Can you copy out the data exactly? Leave the images out.

*** Block opens ***

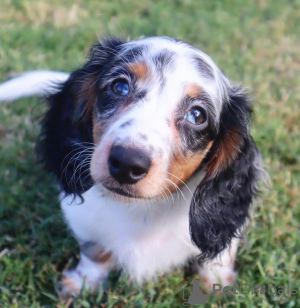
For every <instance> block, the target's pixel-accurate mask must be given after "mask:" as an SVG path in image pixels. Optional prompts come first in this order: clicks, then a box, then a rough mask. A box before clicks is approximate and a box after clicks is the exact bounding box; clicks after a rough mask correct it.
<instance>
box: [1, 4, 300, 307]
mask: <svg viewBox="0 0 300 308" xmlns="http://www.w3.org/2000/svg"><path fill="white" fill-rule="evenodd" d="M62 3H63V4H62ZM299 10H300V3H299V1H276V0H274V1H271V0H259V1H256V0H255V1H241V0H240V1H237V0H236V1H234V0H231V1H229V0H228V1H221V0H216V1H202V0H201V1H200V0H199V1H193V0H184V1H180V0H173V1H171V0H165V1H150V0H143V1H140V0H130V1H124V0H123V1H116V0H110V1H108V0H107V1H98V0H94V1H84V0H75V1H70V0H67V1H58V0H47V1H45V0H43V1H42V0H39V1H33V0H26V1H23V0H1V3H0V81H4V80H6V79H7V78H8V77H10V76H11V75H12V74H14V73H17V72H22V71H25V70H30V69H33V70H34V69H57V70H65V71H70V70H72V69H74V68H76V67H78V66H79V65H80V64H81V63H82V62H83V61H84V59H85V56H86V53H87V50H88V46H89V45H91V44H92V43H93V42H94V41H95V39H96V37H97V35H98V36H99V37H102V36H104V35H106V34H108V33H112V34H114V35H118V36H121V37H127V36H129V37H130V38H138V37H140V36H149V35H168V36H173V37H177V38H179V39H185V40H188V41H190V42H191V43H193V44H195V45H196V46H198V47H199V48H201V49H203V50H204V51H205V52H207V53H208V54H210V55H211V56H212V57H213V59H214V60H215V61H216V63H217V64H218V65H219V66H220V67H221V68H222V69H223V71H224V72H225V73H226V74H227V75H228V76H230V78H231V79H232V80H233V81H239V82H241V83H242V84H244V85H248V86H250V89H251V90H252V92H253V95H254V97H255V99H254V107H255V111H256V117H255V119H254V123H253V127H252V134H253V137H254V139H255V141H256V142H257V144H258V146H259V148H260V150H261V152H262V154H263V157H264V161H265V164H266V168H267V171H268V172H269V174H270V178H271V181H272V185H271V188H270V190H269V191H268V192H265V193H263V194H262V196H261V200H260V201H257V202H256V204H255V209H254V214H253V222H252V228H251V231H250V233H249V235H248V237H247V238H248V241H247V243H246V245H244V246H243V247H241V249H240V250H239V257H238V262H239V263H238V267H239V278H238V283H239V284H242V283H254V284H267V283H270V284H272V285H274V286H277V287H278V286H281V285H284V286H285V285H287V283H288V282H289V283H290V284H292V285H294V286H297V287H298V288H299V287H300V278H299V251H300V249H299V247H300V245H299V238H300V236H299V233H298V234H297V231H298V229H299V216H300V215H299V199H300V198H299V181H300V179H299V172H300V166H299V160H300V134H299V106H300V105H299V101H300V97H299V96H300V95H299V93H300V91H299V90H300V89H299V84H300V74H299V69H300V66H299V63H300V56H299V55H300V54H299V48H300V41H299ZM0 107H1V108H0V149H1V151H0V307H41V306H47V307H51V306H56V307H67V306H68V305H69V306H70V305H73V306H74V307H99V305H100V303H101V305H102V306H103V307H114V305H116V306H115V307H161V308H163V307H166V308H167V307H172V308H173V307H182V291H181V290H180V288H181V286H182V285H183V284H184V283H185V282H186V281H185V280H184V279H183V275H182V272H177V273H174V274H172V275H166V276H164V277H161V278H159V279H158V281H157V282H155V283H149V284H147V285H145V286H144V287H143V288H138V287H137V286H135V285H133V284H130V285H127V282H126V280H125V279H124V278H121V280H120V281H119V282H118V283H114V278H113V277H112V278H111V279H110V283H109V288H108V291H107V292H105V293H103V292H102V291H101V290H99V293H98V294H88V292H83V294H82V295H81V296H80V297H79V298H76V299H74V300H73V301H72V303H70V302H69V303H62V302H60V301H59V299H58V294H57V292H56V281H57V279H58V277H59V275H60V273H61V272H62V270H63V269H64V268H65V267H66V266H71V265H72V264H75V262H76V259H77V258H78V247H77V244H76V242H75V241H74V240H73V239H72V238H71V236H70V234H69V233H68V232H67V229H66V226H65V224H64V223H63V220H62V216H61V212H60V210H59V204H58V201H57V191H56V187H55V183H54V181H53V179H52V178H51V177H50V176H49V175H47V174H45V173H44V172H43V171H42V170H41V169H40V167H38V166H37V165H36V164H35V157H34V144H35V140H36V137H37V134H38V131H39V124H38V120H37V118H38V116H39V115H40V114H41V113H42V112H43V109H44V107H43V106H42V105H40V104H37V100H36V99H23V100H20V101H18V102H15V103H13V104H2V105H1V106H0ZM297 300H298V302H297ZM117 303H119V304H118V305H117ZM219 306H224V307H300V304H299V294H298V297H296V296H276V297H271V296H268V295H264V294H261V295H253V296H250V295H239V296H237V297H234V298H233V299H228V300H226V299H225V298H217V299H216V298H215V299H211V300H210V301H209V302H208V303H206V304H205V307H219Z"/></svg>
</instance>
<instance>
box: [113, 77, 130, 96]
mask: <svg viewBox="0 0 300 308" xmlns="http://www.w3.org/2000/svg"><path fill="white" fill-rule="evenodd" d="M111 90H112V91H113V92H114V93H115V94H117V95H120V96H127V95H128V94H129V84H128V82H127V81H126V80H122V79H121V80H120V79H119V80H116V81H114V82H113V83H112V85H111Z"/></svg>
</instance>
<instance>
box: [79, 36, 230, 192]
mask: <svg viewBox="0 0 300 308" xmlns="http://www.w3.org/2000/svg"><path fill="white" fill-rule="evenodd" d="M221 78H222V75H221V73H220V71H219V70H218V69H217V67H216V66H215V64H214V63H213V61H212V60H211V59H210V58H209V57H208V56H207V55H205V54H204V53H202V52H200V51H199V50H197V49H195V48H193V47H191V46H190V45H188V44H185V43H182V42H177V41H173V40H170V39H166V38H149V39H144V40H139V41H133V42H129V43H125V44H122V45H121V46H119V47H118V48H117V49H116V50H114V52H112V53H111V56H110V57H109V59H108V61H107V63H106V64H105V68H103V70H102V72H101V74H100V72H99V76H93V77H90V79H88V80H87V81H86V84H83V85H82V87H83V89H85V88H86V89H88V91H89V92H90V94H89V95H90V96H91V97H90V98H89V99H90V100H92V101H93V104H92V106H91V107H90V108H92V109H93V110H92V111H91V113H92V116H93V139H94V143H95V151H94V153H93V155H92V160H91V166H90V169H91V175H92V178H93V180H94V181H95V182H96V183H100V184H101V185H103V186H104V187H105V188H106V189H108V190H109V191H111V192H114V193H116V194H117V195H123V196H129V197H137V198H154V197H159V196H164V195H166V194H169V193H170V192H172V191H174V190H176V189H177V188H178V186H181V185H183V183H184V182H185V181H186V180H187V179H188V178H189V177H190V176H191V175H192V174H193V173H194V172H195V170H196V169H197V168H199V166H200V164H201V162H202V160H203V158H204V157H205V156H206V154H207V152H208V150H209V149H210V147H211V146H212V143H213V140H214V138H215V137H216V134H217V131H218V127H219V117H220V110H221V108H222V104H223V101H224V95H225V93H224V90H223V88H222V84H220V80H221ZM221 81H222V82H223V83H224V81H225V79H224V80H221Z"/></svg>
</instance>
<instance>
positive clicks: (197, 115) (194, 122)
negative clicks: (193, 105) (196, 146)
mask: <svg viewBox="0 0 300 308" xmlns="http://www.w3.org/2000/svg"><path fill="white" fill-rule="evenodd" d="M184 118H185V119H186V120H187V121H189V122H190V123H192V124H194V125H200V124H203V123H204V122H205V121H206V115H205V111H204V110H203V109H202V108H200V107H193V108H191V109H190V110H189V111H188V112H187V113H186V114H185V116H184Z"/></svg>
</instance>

*** Block closes ***

• _Reply_
For every <instance> block, the target's pixel-accurate mask must be given after "mask:" as an SVG path in image pixels. Optional prompts come first in this order: clicks, then a box, then a rough mask. A box before clicks is approximate and a box after clicks is the exact bounding box; clicks after a rough mask correct it.
<instance>
box: [1, 4, 300, 307]
mask: <svg viewBox="0 0 300 308" xmlns="http://www.w3.org/2000/svg"><path fill="white" fill-rule="evenodd" d="M62 3H63V4H62ZM299 10H300V3H299V1H276V0H274V1H271V0H259V1H256V0H255V1H241V0H240V1H237V0H236V1H234V0H231V1H229V0H228V1H221V0H216V1H202V0H201V1H200V0H199V1H193V0H184V1H180V0H173V1H171V0H165V1H150V0H143V1H140V0H130V1H124V0H123V1H116V0H110V1H108V0H107V1H98V0H94V1H84V0H75V1H70V0H67V1H58V0H47V1H45V0H43V1H42V0H39V1H33V0H26V1H23V0H1V3H0V81H4V80H6V79H7V78H8V77H10V76H11V75H12V74H14V73H17V72H22V71H25V70H30V69H33V70H34V69H57V70H65V71H70V70H72V69H74V68H76V67H78V66H79V65H80V64H81V63H82V62H83V61H84V59H85V56H86V53H87V50H88V46H89V45H91V44H92V43H93V42H94V41H95V39H96V37H97V35H98V36H99V37H102V36H104V35H106V34H108V33H112V34H114V35H118V36H121V37H127V36H129V37H130V38H138V37H140V36H149V35H168V36H173V37H177V38H179V39H185V40H188V41H190V42H191V43H193V44H195V45H196V46H198V47H199V48H201V49H203V50H204V51H205V52H207V53H208V54H210V55H211V56H212V57H213V59H214V60H215V61H216V63H217V64H218V65H219V66H220V67H221V68H222V69H223V71H224V72H225V73H226V74H227V75H228V76H230V78H231V79H232V80H233V81H239V82H241V83H242V84H244V85H248V86H250V89H251V90H252V92H253V95H254V97H255V99H254V107H255V111H256V117H255V119H254V123H253V127H252V134H253V137H254V139H255V141H256V142H257V144H258V146H259V148H260V150H261V152H262V154H263V157H264V161H265V164H266V168H267V171H268V172H269V174H270V178H271V181H272V185H271V188H270V190H269V191H268V192H265V193H263V194H262V196H261V200H260V201H257V202H256V204H255V209H254V214H253V222H252V228H251V231H250V233H249V235H248V237H247V238H248V241H247V243H246V245H244V246H243V247H241V249H240V250H239V257H238V262H239V263H238V267H239V278H238V283H239V284H242V283H254V284H267V283H270V284H272V285H274V286H277V287H278V286H281V285H284V286H285V285H287V283H288V282H289V283H290V284H292V285H294V286H297V287H298V288H299V287H300V278H299V251H300V249H299V247H300V245H299V238H300V236H299V233H298V234H297V231H298V229H299V216H300V215H299V199H300V198H299V181H300V179H299V172H300V166H299V160H300V134H299V106H300V105H299V101H300V97H299V96H300V95H299V93H300V91H299V90H300V89H299V84H300V74H299V69H300V66H299V63H300V56H299V55H300V54H299V48H300V41H299ZM0 107H1V108H0V149H1V151H0V307H41V306H47V307H51V306H56V307H67V306H68V305H69V306H70V305H73V306H74V307H99V305H100V303H101V305H102V306H103V307H114V305H116V306H115V307H161V308H163V307H166V308H167V307H172V308H173V307H182V291H181V290H180V288H181V286H182V285H183V284H184V283H185V282H186V281H185V280H184V279H183V275H182V272H177V273H174V274H172V275H166V276H164V277H161V278H159V279H158V281H157V282H155V283H149V284H147V285H145V286H144V287H143V288H138V287H137V286H135V285H133V284H130V285H127V282H126V280H125V279H124V278H121V280H120V281H119V282H118V283H114V278H113V277H112V278H111V279H110V283H109V288H108V291H107V292H105V293H103V292H102V291H101V290H99V293H98V294H88V292H83V294H82V295H81V296H80V297H79V298H76V299H74V300H73V301H72V303H70V302H69V303H62V302H60V301H59V299H58V294H57V292H56V281H57V279H58V277H59V275H60V273H61V272H62V270H63V269H64V268H65V267H66V266H71V265H72V264H75V262H76V259H77V258H78V247H77V244H76V242H75V241H74V240H73V239H72V238H71V236H70V234H69V233H68V232H67V229H66V226H65V224H64V223H63V220H62V216H61V212H60V210H59V204H58V201H57V191H56V187H55V183H54V181H53V179H52V178H51V177H50V176H49V175H47V174H45V173H44V172H43V171H42V170H41V169H40V167H38V166H37V165H36V164H35V157H34V144H35V140H36V137H37V134H38V131H39V124H38V120H37V118H38V116H39V115H40V114H41V113H42V112H43V109H44V107H43V106H42V105H40V104H37V100H36V99H23V100H20V101H18V102H15V103H13V104H2V105H1V106H0ZM297 300H298V302H297ZM117 303H119V304H118V305H117ZM219 306H224V307H300V304H299V294H298V297H296V296H276V297H271V296H268V295H264V294H261V295H253V296H250V295H239V296H237V297H234V298H233V299H228V300H226V299H225V298H217V299H216V298H215V299H211V300H210V301H209V302H208V303H206V304H205V307H219Z"/></svg>
</instance>
<instance>
box: [113, 77, 130, 96]
mask: <svg viewBox="0 0 300 308" xmlns="http://www.w3.org/2000/svg"><path fill="white" fill-rule="evenodd" d="M111 90H112V91H113V92H114V93H115V94H117V95H120V96H127V95H128V94H129V84H128V82H127V81H126V80H122V79H121V80H120V79H119V80H116V81H114V82H113V83H112V85H111Z"/></svg>
</instance>
<instance>
box: [79, 36, 230, 192]
mask: <svg viewBox="0 0 300 308" xmlns="http://www.w3.org/2000/svg"><path fill="white" fill-rule="evenodd" d="M221 78H222V75H221V73H220V71H219V70H218V69H217V67H216V66H215V64H214V63H213V61H212V60H211V59H210V58H209V57H208V56H207V55H205V54H204V53H202V52H200V51H199V50H197V49H195V48H193V47H191V46H190V45H188V44H185V43H182V42H177V41H173V40H170V39H166V38H149V39H144V40H139V41H133V42H129V43H125V44H122V45H121V46H119V47H118V48H117V49H116V50H114V52H112V53H111V56H110V57H109V59H108V61H107V63H106V64H105V68H103V70H102V72H101V74H100V72H99V76H93V77H90V79H88V80H87V81H86V84H83V85H82V87H83V89H85V88H86V89H88V91H89V92H90V94H89V95H90V96H91V97H90V98H89V99H90V100H92V101H93V104H92V106H91V107H90V108H92V109H93V110H92V111H91V113H92V116H93V139H94V143H95V151H94V153H93V155H92V160H91V166H90V169H91V175H92V178H93V180H94V181H95V182H96V183H100V184H101V185H103V186H104V187H105V188H106V189H108V190H109V191H111V192H114V193H116V194H117V195H123V196H129V197H137V198H154V197H159V196H164V195H166V194H169V193H170V192H172V191H174V190H176V189H177V188H178V186H181V185H183V183H184V182H185V181H186V180H187V179H188V178H189V177H190V176H191V175H192V174H193V173H194V172H195V170H196V169H197V168H199V166H200V164H201V162H202V160H203V158H204V157H205V156H206V154H207V152H208V150H209V149H210V147H211V146H212V143H213V140H214V138H215V137H216V134H217V131H218V127H219V117H220V110H221V108H222V104H223V101H224V95H225V93H224V90H223V88H222V84H220V80H221ZM221 81H222V82H223V83H224V81H225V79H224V80H221Z"/></svg>
</instance>
<instance>
positive clicks: (197, 115) (194, 122)
negative clicks: (193, 105) (196, 146)
mask: <svg viewBox="0 0 300 308" xmlns="http://www.w3.org/2000/svg"><path fill="white" fill-rule="evenodd" d="M184 118H185V119H186V120H187V121H189V122H190V123H192V124H194V125H200V124H203V123H204V122H205V121H206V115H205V111H204V110H203V109H202V108H200V107H193V108H191V109H190V110H189V111H188V112H187V113H186V114H185V116H184Z"/></svg>
</instance>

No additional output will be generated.